● THE TASKS
A. According to the interview excerpt, who did Amy Rocha work with?
B. From the interview excerpt, extract the part that opens with the words containing "It was a big" and closes with "not taken seriously?".

━━━ DOCUMENT EXTRACT ━━━

We three women who were in the reading course all went into probability. I worked with Kai Lai Chung, Amy Rocha worked with Joe Keller, who had come fairly recently to Stanford, and Marge Foddy worked with Sam Karlin.
Three women out of an incoming class of about a dozen PhD students — that’s a large percentage of women.
It was a big percentage. In other years, there were no incoming women students. It was maybe a bit unusual. But it was good to have other women in the class, especially since we were all interested in probability.
Was it important to you that other women were there? Did you feel any of what has been called the “chilly climate” that women in PhD programs have sometimes felt — that they felt out of place or were not taken seriously?

━━━ PROVIDED RECORDS ━━━

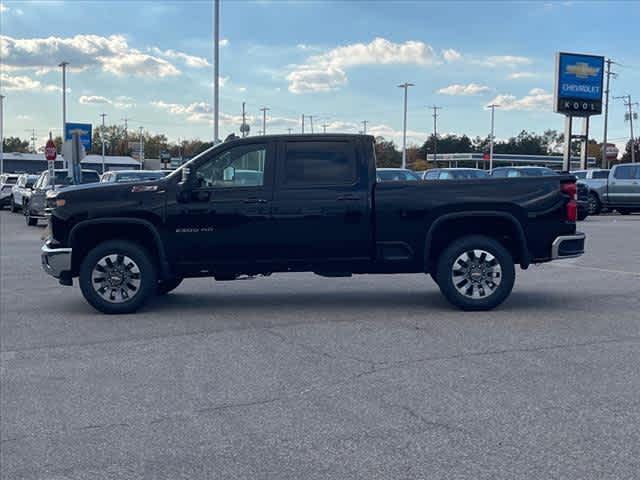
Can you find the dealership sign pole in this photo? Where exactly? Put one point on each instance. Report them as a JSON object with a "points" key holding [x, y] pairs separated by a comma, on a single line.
{"points": [[577, 93]]}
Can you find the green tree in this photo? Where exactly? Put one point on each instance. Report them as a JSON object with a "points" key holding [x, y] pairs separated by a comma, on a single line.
{"points": [[387, 156]]}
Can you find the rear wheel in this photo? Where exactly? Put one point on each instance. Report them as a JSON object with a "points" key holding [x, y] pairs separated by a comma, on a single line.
{"points": [[31, 221], [595, 207], [475, 273], [118, 277]]}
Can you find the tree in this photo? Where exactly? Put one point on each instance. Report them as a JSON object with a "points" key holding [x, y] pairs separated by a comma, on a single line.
{"points": [[15, 144], [626, 157], [386, 154]]}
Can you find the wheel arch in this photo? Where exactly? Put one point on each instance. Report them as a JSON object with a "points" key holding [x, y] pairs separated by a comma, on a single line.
{"points": [[500, 225], [88, 233]]}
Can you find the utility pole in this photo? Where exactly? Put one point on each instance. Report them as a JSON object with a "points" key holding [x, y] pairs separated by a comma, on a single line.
{"points": [[244, 122], [126, 135], [216, 69], [141, 147], [493, 107], [1, 134], [264, 119], [630, 106], [605, 163], [33, 139], [64, 103], [404, 124], [102, 137], [435, 131]]}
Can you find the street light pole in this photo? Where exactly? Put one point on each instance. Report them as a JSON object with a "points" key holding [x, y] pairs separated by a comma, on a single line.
{"points": [[64, 103], [493, 107], [404, 124], [102, 137], [216, 69], [264, 119], [1, 134]]}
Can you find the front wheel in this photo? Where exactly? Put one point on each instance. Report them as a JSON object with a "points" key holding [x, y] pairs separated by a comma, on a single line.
{"points": [[475, 273], [118, 277]]}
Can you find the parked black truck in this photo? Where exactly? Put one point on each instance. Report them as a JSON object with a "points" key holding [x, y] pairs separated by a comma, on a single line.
{"points": [[269, 204]]}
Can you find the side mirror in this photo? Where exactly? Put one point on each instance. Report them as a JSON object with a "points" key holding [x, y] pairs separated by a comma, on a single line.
{"points": [[186, 175], [228, 174]]}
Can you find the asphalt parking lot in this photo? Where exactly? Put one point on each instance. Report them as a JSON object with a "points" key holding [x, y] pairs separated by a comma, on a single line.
{"points": [[303, 377]]}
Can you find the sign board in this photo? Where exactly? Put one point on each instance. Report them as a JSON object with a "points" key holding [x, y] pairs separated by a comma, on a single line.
{"points": [[578, 84], [50, 151], [85, 137]]}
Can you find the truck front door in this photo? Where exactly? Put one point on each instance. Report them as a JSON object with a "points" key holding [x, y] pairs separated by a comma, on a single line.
{"points": [[321, 202], [223, 217]]}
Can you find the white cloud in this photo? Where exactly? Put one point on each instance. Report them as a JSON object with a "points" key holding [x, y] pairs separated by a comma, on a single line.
{"points": [[189, 60], [510, 61], [464, 90], [537, 99], [112, 54], [521, 75], [120, 102], [326, 72], [451, 55], [24, 83]]}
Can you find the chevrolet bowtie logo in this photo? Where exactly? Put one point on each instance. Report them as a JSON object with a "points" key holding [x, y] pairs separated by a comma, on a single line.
{"points": [[582, 70]]}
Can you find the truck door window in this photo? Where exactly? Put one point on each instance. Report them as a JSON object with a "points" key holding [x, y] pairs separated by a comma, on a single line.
{"points": [[626, 172], [319, 163], [241, 166]]}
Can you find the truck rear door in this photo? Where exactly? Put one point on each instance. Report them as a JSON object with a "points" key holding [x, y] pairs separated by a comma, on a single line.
{"points": [[320, 206]]}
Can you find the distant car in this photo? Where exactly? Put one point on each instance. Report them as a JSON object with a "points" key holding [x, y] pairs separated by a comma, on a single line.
{"points": [[596, 181], [21, 191], [453, 174], [35, 208], [395, 175], [7, 181], [527, 171], [124, 176]]}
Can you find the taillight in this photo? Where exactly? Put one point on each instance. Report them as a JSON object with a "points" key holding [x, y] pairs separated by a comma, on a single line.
{"points": [[571, 190]]}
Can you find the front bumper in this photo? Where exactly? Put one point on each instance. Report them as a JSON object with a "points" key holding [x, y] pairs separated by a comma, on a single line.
{"points": [[568, 246], [56, 261]]}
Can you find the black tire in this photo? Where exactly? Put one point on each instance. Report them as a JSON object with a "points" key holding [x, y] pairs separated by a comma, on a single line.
{"points": [[501, 267], [166, 286], [130, 252], [31, 222], [595, 207]]}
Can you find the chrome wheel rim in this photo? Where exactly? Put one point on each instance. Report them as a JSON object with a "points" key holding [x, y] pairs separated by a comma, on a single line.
{"points": [[476, 274], [116, 278]]}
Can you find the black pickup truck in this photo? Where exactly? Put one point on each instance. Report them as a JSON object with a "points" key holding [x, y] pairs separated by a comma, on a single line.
{"points": [[260, 205]]}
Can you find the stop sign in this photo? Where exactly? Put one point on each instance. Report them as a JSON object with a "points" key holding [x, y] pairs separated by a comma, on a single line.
{"points": [[50, 151]]}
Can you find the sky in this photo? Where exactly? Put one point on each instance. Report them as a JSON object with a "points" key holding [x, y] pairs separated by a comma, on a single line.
{"points": [[339, 62]]}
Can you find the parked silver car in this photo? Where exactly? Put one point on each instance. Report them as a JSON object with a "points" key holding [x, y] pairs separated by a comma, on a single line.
{"points": [[21, 191], [619, 190]]}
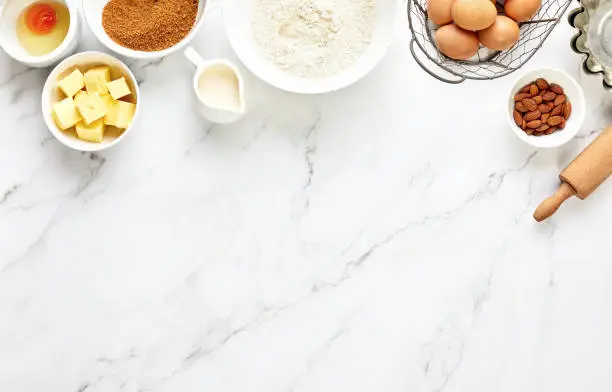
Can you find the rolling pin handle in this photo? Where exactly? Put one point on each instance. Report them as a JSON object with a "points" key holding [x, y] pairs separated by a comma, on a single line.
{"points": [[552, 204]]}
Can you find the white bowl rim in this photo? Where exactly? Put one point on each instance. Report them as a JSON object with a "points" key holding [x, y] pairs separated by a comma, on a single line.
{"points": [[55, 131], [142, 55], [56, 53], [334, 82], [577, 117]]}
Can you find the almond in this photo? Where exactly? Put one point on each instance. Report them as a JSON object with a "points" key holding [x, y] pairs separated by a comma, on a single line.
{"points": [[521, 107], [520, 96], [529, 104], [534, 124], [544, 108], [555, 88], [557, 110], [560, 99], [567, 110], [534, 115], [543, 128], [542, 84], [518, 118], [554, 120]]}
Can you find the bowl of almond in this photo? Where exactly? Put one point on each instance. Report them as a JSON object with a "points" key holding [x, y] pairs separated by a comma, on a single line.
{"points": [[90, 101], [546, 108]]}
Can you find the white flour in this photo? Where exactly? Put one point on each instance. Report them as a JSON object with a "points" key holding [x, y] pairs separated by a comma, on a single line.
{"points": [[314, 38]]}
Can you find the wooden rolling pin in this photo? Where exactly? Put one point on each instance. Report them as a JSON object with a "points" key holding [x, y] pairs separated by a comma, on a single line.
{"points": [[582, 176]]}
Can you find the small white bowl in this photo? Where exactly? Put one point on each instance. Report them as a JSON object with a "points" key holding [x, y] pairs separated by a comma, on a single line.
{"points": [[51, 95], [574, 93], [9, 14], [92, 13], [238, 15]]}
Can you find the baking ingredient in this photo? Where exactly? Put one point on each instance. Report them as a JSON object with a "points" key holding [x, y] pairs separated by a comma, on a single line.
{"points": [[439, 11], [93, 132], [501, 35], [473, 14], [522, 10], [313, 38], [545, 118], [118, 88], [120, 114], [42, 27], [96, 79], [457, 43], [90, 106], [66, 114], [72, 84], [218, 87], [149, 25], [90, 111]]}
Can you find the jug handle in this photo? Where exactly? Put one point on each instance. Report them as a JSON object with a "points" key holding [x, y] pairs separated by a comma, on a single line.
{"points": [[194, 57]]}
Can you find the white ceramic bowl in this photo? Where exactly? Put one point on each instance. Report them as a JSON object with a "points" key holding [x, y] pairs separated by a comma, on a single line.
{"points": [[574, 93], [9, 13], [92, 13], [238, 16], [51, 95]]}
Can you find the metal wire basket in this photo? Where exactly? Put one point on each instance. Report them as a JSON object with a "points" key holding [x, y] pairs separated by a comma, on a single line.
{"points": [[486, 64]]}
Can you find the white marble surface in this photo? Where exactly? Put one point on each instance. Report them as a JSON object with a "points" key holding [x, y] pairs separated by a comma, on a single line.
{"points": [[375, 239]]}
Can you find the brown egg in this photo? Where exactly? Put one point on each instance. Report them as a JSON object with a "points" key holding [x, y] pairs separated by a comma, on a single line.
{"points": [[474, 14], [501, 35], [522, 10], [439, 11], [457, 43]]}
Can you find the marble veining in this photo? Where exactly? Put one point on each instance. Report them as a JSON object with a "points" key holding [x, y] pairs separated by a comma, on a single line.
{"points": [[375, 239]]}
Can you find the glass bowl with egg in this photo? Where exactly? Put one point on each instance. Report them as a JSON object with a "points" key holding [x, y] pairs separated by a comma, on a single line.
{"points": [[90, 101], [38, 33]]}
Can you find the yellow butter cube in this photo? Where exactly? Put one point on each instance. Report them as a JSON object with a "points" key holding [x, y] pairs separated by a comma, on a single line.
{"points": [[118, 88], [120, 114], [96, 79], [66, 114], [72, 83], [93, 132], [91, 106]]}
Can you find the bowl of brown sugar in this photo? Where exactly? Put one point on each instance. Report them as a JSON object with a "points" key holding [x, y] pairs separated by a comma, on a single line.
{"points": [[144, 29]]}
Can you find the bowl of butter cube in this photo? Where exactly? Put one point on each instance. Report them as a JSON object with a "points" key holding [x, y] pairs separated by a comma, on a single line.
{"points": [[90, 101]]}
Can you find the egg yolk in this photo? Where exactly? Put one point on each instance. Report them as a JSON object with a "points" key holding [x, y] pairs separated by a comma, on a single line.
{"points": [[41, 18]]}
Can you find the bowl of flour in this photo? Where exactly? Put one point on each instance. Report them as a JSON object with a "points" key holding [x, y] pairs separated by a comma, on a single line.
{"points": [[310, 46]]}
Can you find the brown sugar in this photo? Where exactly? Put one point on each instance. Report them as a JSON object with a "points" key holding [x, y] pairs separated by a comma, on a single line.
{"points": [[149, 25]]}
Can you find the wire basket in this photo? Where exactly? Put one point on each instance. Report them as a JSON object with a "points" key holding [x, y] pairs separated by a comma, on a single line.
{"points": [[486, 64]]}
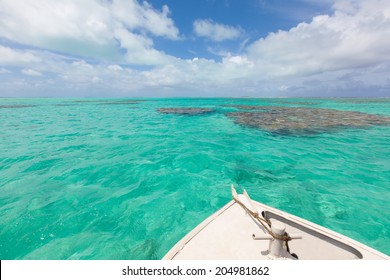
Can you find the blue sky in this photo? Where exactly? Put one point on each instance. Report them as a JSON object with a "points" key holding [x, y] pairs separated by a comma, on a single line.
{"points": [[260, 48]]}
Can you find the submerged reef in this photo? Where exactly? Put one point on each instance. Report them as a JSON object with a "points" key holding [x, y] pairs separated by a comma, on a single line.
{"points": [[15, 106], [186, 111], [298, 120]]}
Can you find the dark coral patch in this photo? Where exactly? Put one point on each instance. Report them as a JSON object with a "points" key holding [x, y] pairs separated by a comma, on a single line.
{"points": [[15, 106], [288, 120]]}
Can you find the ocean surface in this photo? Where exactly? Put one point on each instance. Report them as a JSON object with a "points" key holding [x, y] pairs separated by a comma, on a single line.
{"points": [[123, 179]]}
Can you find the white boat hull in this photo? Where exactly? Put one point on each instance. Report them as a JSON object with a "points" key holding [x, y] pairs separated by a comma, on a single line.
{"points": [[228, 234]]}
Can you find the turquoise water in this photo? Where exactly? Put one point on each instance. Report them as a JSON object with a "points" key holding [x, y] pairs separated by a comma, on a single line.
{"points": [[114, 180]]}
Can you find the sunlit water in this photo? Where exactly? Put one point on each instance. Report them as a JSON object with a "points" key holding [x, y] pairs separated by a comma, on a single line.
{"points": [[114, 180]]}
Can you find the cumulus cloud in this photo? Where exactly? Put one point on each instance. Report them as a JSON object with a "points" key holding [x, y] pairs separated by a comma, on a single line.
{"points": [[10, 56], [356, 35], [31, 72], [102, 40], [88, 28], [216, 31]]}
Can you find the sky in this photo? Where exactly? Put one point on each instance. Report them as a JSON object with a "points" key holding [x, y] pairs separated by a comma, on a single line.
{"points": [[195, 48]]}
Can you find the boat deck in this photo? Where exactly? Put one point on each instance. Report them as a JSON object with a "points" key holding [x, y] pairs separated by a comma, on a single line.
{"points": [[227, 234]]}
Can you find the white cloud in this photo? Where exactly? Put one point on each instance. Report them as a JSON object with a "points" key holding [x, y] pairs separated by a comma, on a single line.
{"points": [[4, 71], [31, 72], [343, 52], [10, 56], [88, 27], [352, 37], [216, 31]]}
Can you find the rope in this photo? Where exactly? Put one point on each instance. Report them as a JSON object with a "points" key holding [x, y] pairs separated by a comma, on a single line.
{"points": [[266, 224]]}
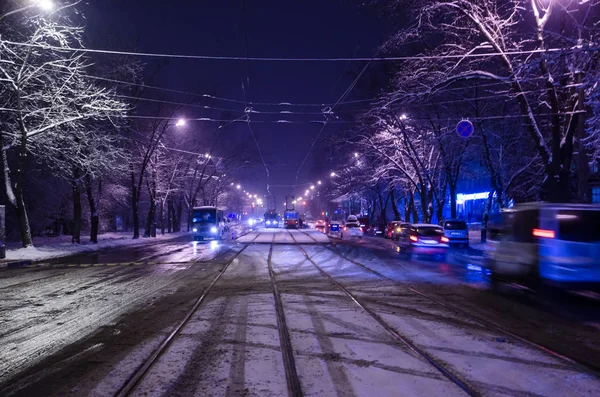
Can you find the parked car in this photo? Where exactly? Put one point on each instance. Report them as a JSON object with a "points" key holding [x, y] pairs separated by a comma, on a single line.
{"points": [[423, 239], [544, 245], [353, 229], [394, 229], [390, 228], [321, 225], [335, 229], [457, 232], [377, 230], [352, 219]]}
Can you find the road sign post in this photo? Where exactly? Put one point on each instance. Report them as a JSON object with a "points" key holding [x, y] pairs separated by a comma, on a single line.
{"points": [[465, 129]]}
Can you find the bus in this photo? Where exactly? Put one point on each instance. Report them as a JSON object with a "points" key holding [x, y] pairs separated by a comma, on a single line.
{"points": [[291, 219], [271, 219], [208, 223]]}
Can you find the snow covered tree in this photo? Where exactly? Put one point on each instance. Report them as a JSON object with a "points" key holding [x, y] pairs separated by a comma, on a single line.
{"points": [[46, 95], [535, 53]]}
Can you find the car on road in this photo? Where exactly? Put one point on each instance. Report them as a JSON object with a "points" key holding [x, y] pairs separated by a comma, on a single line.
{"points": [[377, 230], [457, 232], [208, 223], [394, 229], [390, 228], [547, 245], [423, 239], [321, 225], [335, 229], [353, 229]]}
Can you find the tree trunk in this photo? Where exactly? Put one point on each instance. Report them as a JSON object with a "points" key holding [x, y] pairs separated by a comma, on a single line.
{"points": [[162, 217], [170, 216], [150, 218], [486, 216], [135, 201], [452, 188], [19, 195], [76, 187], [394, 205], [94, 216]]}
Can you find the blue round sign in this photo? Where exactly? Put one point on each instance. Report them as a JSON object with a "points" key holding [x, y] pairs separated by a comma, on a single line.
{"points": [[464, 129]]}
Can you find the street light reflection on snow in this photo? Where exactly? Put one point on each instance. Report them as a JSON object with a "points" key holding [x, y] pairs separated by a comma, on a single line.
{"points": [[46, 5]]}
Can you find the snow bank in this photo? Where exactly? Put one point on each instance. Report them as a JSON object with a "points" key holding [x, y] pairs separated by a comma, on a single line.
{"points": [[55, 247]]}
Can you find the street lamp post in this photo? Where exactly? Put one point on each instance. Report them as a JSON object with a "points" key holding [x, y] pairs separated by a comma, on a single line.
{"points": [[46, 5]]}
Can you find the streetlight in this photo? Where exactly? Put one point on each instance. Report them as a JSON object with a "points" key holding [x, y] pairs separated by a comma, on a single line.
{"points": [[45, 5]]}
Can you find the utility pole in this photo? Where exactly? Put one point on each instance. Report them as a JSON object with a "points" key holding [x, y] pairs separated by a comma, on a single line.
{"points": [[582, 161]]}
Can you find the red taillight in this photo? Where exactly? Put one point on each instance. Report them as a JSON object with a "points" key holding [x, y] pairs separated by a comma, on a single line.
{"points": [[544, 233]]}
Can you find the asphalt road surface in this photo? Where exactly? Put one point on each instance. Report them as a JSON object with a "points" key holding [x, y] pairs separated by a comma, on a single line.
{"points": [[280, 312]]}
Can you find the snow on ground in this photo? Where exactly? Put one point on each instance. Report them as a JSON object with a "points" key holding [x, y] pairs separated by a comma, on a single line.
{"points": [[55, 247], [231, 344], [339, 350], [57, 307], [489, 361]]}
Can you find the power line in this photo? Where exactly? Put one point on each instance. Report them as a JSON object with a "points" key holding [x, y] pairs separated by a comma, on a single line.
{"points": [[280, 59]]}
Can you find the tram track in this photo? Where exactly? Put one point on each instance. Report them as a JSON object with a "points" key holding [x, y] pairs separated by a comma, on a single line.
{"points": [[437, 364], [291, 375], [134, 380], [584, 366]]}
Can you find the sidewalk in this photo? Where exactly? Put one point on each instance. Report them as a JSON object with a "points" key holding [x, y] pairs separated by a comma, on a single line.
{"points": [[46, 248]]}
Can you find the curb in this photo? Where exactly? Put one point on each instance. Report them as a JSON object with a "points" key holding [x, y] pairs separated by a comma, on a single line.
{"points": [[16, 264]]}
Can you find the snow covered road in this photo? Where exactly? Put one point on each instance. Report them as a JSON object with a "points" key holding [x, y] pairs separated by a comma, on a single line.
{"points": [[74, 331]]}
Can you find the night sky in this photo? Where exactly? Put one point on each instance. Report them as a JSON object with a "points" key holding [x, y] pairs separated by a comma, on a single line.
{"points": [[309, 28]]}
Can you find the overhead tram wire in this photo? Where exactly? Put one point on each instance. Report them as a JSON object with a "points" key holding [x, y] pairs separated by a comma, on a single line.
{"points": [[344, 95], [249, 109], [289, 104], [281, 59]]}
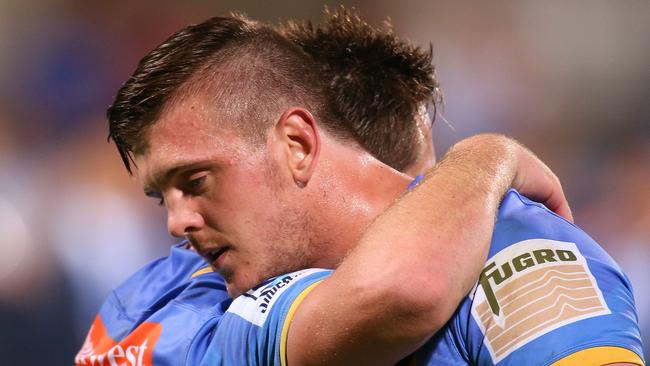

━━━

● THE ANSWERS
A. Joe Keller.

B.
It was a big percentage. In other years, there were no incoming women students. It was maybe a bit unusual. But it was good to have other women in the class, especially since we were all interested in probability.
Was it important to you that other women were there? Did you feel any of what has been called the “chilly climate” that women in PhD programs have sometimes felt — that they felt out of place or were not taken seriously?